*** Task inputs ***
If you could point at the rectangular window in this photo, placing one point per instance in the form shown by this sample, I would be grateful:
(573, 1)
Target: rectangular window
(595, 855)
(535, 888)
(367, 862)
*** End of Task inputs ***
*** Task inputs ***
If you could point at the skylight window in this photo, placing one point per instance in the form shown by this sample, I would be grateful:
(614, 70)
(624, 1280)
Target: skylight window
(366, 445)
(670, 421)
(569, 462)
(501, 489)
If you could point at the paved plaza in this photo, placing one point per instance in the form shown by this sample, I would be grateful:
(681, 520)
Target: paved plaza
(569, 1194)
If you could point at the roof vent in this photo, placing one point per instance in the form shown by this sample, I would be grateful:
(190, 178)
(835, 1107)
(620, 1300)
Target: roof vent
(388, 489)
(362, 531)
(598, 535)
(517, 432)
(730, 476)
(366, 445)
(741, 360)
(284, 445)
*** End of Task inputs ***
Activity
Throughout the data above, find each line that includes the string "would"; state only how many there are.

Solution
4